• SET TASK:
Each record needs to be echoed exactly; can you do that?
•••••
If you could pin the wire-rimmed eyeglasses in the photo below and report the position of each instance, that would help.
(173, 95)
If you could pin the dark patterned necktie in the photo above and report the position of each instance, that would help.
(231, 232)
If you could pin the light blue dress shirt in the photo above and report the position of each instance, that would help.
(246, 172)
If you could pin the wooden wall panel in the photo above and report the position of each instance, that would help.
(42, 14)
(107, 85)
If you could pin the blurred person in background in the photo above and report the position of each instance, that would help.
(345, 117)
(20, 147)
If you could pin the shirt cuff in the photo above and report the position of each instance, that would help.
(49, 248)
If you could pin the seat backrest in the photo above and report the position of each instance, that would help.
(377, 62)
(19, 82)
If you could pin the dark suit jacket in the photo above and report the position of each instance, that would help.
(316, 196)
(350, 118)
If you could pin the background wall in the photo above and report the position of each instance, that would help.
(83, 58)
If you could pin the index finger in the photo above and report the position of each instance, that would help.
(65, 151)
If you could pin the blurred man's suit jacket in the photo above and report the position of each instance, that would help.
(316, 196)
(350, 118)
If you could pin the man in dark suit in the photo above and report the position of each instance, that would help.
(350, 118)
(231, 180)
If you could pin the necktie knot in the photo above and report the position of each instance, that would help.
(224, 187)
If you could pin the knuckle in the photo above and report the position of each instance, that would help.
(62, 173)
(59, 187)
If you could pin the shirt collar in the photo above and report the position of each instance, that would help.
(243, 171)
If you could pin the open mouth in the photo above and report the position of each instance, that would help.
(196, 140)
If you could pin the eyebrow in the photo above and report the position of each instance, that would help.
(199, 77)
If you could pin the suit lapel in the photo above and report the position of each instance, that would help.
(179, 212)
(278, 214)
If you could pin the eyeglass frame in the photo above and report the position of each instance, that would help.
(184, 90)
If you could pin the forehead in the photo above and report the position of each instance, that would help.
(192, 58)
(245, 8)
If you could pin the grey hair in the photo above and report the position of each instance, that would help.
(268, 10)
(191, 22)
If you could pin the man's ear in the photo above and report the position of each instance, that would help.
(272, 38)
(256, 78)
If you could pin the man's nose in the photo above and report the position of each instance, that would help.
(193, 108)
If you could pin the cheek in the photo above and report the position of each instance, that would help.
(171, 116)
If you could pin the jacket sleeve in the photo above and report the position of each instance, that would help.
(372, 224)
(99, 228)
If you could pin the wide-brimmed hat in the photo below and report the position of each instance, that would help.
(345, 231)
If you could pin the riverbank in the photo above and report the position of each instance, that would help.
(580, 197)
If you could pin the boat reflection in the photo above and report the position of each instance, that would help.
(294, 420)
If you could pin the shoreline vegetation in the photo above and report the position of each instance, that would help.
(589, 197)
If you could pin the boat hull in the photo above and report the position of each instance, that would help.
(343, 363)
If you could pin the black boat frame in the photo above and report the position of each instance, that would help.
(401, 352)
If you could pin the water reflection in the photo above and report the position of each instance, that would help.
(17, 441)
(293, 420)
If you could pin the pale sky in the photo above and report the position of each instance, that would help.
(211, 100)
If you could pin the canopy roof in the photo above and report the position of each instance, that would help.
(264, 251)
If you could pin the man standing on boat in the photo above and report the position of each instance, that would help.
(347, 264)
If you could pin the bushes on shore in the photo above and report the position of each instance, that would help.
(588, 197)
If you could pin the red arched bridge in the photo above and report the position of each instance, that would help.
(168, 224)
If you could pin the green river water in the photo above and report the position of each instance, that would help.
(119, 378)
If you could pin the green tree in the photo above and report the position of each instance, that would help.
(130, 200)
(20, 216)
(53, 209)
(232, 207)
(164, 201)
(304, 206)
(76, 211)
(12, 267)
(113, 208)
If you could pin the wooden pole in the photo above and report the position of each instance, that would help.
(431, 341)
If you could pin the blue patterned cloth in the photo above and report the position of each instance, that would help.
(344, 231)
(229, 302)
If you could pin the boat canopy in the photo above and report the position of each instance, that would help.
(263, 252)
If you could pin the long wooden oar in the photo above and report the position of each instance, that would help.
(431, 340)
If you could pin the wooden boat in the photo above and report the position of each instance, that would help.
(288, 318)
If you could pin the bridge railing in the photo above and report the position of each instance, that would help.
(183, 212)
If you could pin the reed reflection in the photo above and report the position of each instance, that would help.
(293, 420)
•••••
• FINISHED ANSWER:
If you could pin the wire-rimmed eyeglasses in the photo below and report the position of each instance, that would help.
(173, 95)
If you could pin the dark patterned necktie in the photo above and report the position of each instance, that would help.
(231, 232)
If you could pin the light blue dress shirt in the photo above and report the position of each instance, that would help.
(246, 172)
If you could pin the wooden wall panel in the photo above and report the position of each instance, that would help.
(42, 14)
(107, 85)
If you could pin the blurred person in background in the photo above and report the position of each instance, that would help.
(345, 117)
(20, 147)
If you could pin the shirt cuff in the photo above and report the position of each instance, that would help.
(49, 248)
If you could pin the seat backrest in the photo above and report the position of each instance, that would help.
(377, 62)
(19, 82)
If you could pin the dark suit jacket in the photo above and report the position of each instance, that would help.
(316, 196)
(350, 118)
If you could pin the background wall in the photo above and report the position of each instance, that would help.
(83, 58)
If you could pin the index finger in the photo above and report the position of each instance, that would help.
(65, 151)
If you could pin the blurred man's suit jacket in the photo above and report the position of each instance, that would help.
(316, 196)
(350, 118)
If you could pin the man in dark suit in the photo above and report the position of each instance, that would help.
(350, 118)
(231, 180)
If you could pin the necktie knot in the photo above and report the position of each instance, that would help.
(224, 187)
If you could pin the knuckle in the photo above and report the position of each instance, that would help.
(62, 173)
(59, 187)
If you could pin the shirt collar in the photo above and report the position of each instance, that would help.
(243, 171)
If you could pin the open mouth in the photo above and report the position of each instance, that would help.
(196, 140)
If you could pin the eyebrow in the photo above and report the position of each instance, that would help.
(199, 77)
If you could pin the suit lapel in the photo above and report the position of each instance, that would help.
(179, 212)
(278, 214)
If you could pin the eyeglass frame in the photo above and report the position of each instance, that would help.
(184, 90)
If you could pin the forehead in the photo above and report the position of each instance, that would help.
(192, 58)
(245, 8)
If you could pin the grey hair in the photo above and report the position of each instance, that would help.
(268, 10)
(191, 22)
If you could pin the man's ear in the photo above and report the position of each instance, that would help.
(272, 38)
(256, 78)
If you could pin the man's nose in the photo above and report the position of each instance, that would help.
(193, 108)
If you could pin the cheek in the photo above and report the position of each instance, that would help.
(171, 116)
If you could pin the jacket sleeve in the photo above and report the position of each instance, that would help.
(372, 224)
(99, 228)
If you could pin the wide-brimmed hat in the photo below and report the position of each instance, that would help.
(345, 231)
If you could pin the riverbank in the photo above and report the position of each instance, that would help.
(580, 197)
If you could pin the boat reflection in the photo above and report the position of each instance, that would help.
(294, 420)
If you could pin the shoreline vegetation in the photo above and report the position of each instance, that would help.
(589, 197)
If you could pin the boat hull in the photo above and report the position of each instance, that would help.
(343, 363)
If you could pin the black boat frame in the photo above and report the position of each instance, that would help.
(401, 352)
If you could pin the water reflection in the photo above and report the position of each instance, that would help.
(17, 441)
(293, 420)
If you could pin the pale sky in the photo above and report the position of each instance, that would help.
(211, 100)
If you could pin the canopy roof in the photo above and report the position of each instance, that would help.
(264, 251)
If you could pin the man standing on boat in the photo above and report the position of each instance, that would help.
(347, 264)
If you could pin the bushes on shore in the photo above and report the position of each instance, that would help.
(588, 197)
If you could pin the red arched bridge in the photo above and report the position of each instance, that would help.
(168, 224)
If you could pin the green river water in the photo above and report the position of each instance, that would help.
(119, 378)
If you could pin the green tree in the photo above and report the position of each instance, that would help.
(130, 200)
(20, 216)
(53, 209)
(232, 207)
(164, 201)
(304, 206)
(76, 211)
(12, 267)
(113, 208)
If you could pin the wooden pole in the photo above and report the position of each instance, that would help.
(431, 341)
If you could pin the blue patterned cloth in the photo above and report the position of each instance, that would help.
(344, 231)
(229, 302)
If you could pin the boat canopy in the photo above and report the position of each instance, that would help.
(263, 252)
If you could pin the long wooden oar in the photo above and report the position of each instance, that would help.
(431, 340)
If you could pin the wooden boat in the photo above and report the position of each instance, that would help.
(288, 318)
If you could pin the bridge railing in the photo above and report the position of each instance, that would help.
(183, 212)
If you could pin the reed reflection in the photo above and report the position of each instance, that would help.
(293, 420)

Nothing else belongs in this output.